■ Texto mostrado

Campos de amapolas

Hace unos meses propuse a Pepa León publicar aquí este historia suya que me encantó y que había recibido un premio en un congreso. Pensé que podría ser una forma estupenda de celebrar el 2º aniversario de este blog. Gracias por compartirlo.

En mi opinión los recuerdos de la infancia son todos valiosos y ciertos, incluso dos versiones distintas del mismo recuerdo son ciertas porque es ese tiempo vivido el que escribe sobre nosotros y es la lectura de los trazos que han quedado escritos en nuestro interior lo que realmente recordamos y aunque no los recordemos ni lo hayamos siquiera percibido, de algún modo, esos recuerdos han dirigido nuestra vida.

No sabría definir cuáles fueron los motivos, las circunstancias temporales o los hechos clave que despertaron en mí el deseo de ser farmacéutica, solo sé que quise serlo desde que recuerdo y en esos recuerdos infantiles una pequeña muñeca de plástico muy morenita, un teléfono de pie con un auricular de color negro y una enciclopedia sobre los medicamentos son los añorados juguetes que quedaron suspendidos en mi mente, cómo una parte inseparable de mi infancia.
 
Yo misma fabriqué aquella enciclopedia con una simple grapa que unía todos los prospectos de las medicinas que mis padres almacenaban en casa.

Entradas del conjunto de datos
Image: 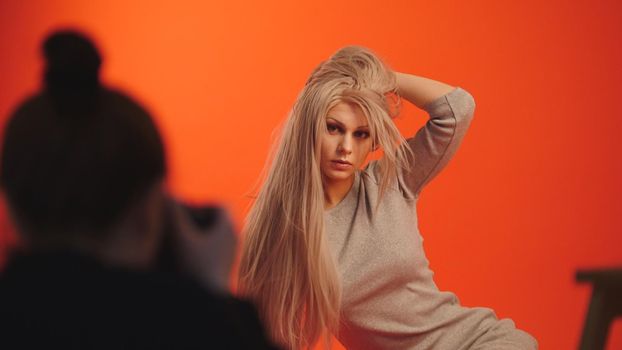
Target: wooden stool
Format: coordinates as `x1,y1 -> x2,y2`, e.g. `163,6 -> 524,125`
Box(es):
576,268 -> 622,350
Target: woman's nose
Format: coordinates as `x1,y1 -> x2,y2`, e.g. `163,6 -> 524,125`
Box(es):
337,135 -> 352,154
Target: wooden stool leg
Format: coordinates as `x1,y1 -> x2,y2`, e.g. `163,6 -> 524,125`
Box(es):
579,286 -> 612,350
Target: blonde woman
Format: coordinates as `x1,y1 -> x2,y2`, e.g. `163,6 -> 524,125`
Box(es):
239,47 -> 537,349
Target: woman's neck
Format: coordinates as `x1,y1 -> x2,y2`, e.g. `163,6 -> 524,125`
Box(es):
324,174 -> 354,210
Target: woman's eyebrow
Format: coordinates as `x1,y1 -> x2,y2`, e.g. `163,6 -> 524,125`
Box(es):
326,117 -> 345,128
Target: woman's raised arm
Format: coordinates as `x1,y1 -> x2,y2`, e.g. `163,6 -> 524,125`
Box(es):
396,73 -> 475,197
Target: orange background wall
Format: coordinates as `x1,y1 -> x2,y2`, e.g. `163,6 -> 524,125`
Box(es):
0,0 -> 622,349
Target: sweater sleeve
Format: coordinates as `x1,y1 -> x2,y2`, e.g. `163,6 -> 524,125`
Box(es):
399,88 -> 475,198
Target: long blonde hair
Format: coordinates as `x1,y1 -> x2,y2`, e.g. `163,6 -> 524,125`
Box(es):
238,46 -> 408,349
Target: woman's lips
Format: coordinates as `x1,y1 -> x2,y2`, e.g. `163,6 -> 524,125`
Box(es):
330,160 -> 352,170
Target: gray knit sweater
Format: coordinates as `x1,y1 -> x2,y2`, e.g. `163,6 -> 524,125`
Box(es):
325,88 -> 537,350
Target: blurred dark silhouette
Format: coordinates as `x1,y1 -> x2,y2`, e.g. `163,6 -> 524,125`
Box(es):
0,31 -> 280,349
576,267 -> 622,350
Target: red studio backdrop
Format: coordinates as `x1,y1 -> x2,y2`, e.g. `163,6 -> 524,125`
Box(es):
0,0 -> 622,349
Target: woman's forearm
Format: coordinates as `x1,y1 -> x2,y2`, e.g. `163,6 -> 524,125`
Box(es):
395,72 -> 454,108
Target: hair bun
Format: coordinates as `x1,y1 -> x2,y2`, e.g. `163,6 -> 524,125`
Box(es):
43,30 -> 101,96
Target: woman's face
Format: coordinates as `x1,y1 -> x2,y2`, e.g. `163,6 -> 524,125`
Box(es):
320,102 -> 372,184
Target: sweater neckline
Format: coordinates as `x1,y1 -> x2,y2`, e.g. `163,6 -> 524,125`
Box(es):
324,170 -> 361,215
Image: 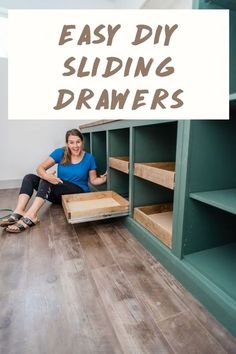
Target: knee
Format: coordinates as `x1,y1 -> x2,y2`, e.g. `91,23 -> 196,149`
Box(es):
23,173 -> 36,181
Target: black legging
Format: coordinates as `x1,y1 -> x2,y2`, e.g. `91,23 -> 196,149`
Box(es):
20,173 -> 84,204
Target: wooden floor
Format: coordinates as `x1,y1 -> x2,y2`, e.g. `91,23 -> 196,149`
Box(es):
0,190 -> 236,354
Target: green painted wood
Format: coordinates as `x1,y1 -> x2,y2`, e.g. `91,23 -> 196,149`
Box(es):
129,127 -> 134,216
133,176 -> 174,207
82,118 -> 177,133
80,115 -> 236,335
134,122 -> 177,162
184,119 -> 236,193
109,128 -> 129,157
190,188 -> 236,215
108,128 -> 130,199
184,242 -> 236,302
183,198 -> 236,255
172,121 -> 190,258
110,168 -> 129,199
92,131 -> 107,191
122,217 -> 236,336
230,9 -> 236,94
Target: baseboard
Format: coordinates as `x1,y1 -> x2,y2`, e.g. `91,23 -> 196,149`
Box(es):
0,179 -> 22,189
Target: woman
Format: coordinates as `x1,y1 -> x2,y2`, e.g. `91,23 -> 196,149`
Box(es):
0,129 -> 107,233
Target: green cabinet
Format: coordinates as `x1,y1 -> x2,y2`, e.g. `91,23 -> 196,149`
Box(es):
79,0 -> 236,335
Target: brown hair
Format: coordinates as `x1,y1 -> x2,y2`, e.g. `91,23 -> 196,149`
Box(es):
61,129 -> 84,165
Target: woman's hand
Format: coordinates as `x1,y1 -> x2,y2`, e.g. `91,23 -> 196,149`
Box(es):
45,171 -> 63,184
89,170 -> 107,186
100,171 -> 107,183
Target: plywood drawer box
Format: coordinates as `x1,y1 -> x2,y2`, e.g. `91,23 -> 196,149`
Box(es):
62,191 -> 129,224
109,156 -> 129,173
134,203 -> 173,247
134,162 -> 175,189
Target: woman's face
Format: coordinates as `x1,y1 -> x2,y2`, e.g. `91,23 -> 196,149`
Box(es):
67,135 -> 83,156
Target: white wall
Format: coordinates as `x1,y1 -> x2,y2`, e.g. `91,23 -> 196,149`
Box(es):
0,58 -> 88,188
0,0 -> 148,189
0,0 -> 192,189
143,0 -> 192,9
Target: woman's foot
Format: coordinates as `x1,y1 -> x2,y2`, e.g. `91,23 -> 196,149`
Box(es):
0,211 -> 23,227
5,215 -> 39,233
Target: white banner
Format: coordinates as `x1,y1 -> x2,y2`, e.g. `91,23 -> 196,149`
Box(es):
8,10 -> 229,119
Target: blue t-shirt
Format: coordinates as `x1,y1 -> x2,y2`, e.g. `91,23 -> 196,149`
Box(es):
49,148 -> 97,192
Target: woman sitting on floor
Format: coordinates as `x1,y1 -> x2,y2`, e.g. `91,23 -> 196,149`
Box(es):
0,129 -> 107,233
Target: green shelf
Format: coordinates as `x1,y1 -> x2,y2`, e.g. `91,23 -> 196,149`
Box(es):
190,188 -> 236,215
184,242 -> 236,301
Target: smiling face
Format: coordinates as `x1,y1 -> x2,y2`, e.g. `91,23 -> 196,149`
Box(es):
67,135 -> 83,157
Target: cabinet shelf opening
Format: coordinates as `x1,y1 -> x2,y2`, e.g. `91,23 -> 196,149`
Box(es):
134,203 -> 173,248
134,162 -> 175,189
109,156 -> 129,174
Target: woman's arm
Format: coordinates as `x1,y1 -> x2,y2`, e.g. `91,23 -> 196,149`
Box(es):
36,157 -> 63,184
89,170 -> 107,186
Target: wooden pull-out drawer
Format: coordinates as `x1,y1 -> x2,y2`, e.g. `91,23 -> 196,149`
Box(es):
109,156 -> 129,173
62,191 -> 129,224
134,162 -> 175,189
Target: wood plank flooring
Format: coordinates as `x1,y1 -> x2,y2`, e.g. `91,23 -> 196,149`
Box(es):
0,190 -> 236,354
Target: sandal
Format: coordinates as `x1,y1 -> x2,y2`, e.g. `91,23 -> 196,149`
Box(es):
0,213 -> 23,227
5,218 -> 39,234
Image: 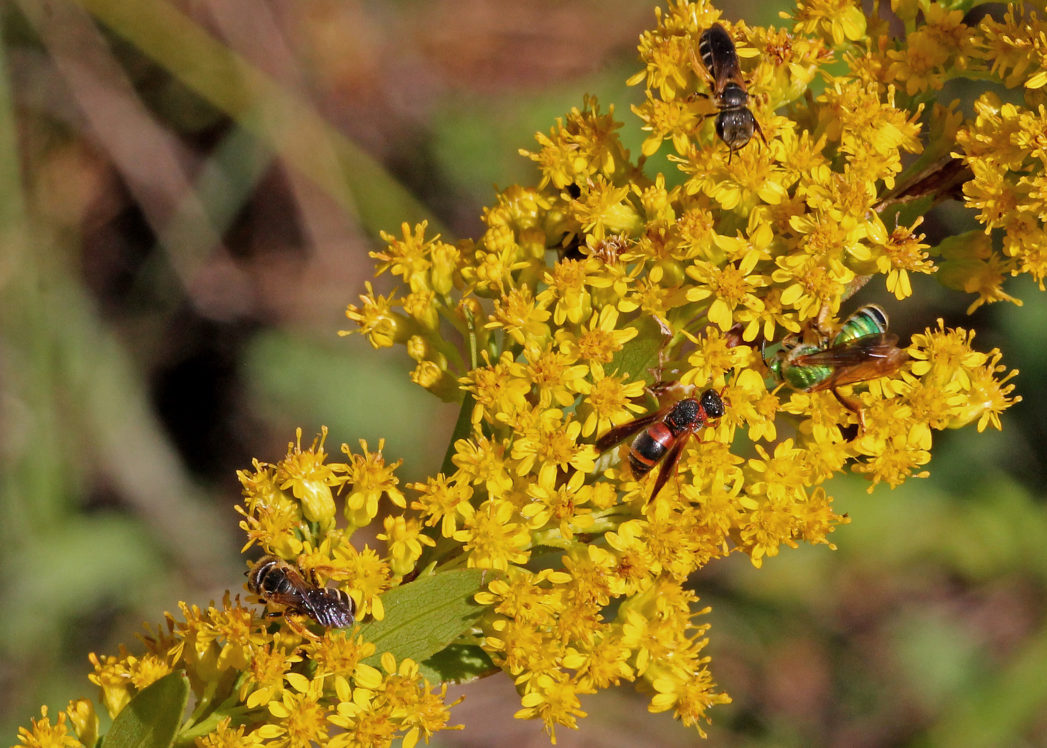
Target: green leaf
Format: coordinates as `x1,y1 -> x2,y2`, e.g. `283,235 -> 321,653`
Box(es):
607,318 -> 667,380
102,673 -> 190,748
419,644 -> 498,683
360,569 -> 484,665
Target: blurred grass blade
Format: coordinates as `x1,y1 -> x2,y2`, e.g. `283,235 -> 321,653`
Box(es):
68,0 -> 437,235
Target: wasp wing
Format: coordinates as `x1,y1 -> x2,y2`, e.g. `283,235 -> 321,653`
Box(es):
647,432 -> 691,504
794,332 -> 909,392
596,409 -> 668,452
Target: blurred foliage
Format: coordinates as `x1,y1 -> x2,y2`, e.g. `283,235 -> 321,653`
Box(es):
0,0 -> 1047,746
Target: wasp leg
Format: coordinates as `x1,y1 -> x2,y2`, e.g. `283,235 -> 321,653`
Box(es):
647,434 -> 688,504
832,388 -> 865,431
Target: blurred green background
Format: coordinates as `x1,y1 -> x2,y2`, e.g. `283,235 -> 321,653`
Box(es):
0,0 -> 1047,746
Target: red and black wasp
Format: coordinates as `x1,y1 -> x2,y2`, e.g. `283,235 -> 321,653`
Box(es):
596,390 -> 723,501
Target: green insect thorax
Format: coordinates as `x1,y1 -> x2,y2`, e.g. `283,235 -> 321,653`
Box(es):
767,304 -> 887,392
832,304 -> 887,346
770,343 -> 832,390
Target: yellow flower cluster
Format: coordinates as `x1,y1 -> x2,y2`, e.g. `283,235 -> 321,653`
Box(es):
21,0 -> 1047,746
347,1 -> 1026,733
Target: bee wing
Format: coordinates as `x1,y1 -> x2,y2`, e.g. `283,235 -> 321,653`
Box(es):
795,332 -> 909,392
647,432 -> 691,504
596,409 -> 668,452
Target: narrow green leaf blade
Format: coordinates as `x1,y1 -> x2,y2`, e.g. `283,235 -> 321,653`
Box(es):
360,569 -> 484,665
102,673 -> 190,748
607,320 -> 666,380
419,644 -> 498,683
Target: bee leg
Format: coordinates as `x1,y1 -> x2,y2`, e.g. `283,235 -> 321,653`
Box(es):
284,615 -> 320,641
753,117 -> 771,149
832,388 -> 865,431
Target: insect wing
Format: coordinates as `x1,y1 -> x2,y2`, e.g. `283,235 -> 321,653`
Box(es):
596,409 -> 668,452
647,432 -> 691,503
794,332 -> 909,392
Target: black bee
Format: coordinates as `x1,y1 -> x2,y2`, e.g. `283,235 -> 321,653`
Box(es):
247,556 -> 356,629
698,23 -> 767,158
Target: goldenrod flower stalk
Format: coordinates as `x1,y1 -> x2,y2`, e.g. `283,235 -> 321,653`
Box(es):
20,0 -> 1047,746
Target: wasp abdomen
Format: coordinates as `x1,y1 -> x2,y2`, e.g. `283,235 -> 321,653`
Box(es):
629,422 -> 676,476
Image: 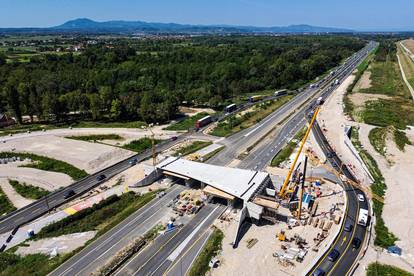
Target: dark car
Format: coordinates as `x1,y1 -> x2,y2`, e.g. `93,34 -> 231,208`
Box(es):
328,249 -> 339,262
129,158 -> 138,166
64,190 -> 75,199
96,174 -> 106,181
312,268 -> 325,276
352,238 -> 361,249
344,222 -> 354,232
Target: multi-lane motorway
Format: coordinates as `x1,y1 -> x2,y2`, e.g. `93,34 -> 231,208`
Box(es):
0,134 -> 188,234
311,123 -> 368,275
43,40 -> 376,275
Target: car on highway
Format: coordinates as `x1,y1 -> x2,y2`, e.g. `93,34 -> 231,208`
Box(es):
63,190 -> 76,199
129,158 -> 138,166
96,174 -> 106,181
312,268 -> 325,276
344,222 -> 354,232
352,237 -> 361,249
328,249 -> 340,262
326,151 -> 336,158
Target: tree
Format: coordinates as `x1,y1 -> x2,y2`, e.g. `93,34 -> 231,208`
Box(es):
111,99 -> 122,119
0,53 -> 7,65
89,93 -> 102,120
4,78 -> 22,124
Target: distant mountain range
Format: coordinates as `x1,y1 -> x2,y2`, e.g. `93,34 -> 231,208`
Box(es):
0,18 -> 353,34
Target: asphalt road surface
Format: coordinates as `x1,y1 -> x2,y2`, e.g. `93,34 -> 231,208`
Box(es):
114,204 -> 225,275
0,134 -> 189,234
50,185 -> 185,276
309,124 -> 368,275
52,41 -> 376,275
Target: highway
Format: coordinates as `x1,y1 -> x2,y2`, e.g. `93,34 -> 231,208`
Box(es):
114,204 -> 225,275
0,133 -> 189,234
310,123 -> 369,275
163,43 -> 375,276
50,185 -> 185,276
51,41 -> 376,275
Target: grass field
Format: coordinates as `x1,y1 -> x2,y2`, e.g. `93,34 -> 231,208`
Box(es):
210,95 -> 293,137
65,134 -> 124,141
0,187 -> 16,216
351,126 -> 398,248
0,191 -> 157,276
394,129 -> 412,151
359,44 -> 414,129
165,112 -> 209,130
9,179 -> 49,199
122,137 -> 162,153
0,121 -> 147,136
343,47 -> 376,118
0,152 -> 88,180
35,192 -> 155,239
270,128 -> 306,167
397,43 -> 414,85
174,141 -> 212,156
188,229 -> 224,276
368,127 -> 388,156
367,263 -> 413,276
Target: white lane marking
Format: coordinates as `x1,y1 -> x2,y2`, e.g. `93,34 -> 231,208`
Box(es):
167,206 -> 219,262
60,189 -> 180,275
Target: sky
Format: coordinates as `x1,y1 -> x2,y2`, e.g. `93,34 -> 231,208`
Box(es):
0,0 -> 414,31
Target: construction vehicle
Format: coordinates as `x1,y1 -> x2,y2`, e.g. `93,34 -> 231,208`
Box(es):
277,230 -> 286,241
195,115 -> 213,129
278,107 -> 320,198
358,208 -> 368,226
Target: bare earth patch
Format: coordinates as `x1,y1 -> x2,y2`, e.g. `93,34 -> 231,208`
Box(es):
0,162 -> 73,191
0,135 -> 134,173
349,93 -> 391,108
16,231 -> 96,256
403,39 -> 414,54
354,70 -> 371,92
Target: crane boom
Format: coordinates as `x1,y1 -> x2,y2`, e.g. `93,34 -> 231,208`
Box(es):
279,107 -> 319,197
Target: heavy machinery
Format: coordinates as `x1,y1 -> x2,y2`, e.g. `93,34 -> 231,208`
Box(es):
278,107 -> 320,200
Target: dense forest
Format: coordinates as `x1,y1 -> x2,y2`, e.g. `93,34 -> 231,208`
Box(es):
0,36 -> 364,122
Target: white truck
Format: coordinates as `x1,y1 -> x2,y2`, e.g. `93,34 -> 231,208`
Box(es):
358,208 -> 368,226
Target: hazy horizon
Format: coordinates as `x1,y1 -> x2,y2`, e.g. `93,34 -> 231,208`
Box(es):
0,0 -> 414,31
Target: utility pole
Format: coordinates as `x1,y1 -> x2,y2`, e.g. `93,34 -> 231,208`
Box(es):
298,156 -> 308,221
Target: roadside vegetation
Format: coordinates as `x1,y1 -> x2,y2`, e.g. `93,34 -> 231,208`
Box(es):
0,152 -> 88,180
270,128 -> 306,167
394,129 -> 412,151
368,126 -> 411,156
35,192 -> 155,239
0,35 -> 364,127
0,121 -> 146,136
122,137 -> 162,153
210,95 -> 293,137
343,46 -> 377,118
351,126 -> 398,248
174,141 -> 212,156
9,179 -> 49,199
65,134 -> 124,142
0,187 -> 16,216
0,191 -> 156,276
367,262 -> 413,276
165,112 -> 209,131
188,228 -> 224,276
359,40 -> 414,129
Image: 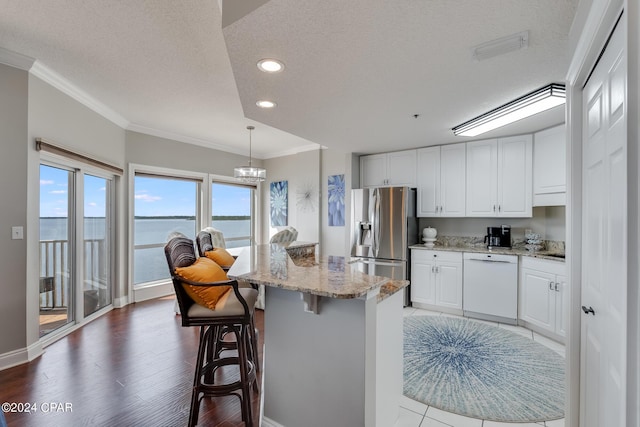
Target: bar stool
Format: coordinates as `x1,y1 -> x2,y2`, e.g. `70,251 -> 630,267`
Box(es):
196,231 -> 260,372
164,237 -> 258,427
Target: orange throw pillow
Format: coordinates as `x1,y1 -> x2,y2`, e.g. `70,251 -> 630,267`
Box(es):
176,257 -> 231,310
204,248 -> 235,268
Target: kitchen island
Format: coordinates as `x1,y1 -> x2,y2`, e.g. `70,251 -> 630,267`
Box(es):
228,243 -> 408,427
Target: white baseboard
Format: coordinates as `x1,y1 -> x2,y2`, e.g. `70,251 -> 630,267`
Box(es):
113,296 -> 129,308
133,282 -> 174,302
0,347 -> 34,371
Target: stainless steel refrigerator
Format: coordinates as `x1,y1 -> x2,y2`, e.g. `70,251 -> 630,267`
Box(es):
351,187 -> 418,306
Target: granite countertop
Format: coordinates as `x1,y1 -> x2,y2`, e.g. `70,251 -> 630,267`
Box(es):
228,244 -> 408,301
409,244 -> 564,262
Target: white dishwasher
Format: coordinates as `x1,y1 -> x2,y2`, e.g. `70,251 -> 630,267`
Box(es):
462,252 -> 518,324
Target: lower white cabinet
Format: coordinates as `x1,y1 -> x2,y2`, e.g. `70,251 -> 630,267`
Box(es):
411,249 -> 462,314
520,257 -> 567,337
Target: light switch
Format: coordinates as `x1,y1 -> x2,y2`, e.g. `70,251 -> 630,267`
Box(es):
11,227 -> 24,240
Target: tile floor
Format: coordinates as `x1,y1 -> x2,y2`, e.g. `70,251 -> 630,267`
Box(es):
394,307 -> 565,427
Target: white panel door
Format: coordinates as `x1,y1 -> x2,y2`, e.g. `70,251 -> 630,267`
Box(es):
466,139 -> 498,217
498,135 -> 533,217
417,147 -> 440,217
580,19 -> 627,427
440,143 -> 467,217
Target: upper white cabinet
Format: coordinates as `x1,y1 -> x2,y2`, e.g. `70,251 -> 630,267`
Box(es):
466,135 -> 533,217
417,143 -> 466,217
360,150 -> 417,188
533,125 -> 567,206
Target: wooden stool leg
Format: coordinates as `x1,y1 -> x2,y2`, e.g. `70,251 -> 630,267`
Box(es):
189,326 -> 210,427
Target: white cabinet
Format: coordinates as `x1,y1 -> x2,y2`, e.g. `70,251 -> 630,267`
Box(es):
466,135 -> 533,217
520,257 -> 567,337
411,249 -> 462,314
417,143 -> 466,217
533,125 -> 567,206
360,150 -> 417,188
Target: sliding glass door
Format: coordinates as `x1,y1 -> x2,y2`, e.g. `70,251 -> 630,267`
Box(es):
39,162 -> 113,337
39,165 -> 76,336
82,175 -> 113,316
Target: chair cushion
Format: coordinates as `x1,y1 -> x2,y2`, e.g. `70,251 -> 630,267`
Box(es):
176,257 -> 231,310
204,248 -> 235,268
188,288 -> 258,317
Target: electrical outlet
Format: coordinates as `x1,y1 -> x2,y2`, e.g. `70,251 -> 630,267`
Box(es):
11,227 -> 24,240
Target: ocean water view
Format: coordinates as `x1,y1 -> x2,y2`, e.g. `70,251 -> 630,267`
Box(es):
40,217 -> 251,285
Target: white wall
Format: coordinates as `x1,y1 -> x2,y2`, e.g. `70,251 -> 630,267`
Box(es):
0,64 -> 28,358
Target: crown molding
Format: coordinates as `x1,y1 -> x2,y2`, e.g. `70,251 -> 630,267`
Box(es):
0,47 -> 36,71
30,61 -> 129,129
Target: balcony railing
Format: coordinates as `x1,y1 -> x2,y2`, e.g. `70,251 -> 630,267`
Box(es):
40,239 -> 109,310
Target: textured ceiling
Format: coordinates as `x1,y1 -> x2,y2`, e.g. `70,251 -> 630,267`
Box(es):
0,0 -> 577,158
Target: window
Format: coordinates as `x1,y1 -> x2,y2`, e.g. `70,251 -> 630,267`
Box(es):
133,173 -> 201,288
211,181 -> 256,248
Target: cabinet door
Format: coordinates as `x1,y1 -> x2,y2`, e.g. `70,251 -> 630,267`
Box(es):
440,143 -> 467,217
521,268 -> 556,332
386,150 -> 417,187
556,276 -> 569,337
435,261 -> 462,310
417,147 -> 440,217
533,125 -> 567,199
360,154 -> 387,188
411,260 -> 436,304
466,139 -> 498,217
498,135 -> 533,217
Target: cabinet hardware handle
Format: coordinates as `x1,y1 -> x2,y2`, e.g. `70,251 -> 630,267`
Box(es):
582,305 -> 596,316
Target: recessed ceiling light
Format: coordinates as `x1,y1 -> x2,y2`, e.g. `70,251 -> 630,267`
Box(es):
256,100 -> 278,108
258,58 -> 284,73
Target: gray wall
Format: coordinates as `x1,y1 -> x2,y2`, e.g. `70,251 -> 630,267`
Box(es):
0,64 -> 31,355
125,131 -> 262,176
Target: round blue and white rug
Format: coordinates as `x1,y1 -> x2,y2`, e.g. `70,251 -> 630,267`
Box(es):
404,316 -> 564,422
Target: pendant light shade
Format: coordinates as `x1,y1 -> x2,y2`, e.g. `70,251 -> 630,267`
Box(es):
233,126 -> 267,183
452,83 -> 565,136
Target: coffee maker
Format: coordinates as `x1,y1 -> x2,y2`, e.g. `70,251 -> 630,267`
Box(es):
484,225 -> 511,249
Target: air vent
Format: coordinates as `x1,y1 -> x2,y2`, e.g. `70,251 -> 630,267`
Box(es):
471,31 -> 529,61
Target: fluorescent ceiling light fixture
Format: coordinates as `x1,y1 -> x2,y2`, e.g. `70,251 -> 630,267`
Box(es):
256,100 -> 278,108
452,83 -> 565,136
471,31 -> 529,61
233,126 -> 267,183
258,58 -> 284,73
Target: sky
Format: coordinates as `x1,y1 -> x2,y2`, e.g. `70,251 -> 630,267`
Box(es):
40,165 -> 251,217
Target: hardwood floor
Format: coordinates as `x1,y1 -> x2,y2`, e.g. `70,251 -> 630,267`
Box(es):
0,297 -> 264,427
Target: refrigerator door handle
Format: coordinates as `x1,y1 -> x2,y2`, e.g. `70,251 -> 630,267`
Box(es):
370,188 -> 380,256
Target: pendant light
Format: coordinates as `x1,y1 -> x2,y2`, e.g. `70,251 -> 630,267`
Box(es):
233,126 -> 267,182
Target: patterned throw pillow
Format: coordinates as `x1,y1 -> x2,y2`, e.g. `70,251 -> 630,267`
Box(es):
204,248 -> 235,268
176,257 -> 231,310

■ Ejercicios
#1 Según el texto, ¿qué unía todos los prospectos de la enciclopedia casera?
#2 Indique si cada afirmación coincide con el texto y cite las palabras que lo deciden: (a) la historia había recibido un premio en un congreso; (b) su publicación celebra el tercer aniversario del blog; (c) el teléfono de juguete tenía un auricular de color rojo.
Las entradas no tienen ningún papel aquí.

■ Soluciones
#1 Una simple grapa.

#2
(a) Sí: "había recibido un premio en un congreso".
(b) No: "celebrar el 2º aniversario de este blog".
(c) No: "un auricular de color negro".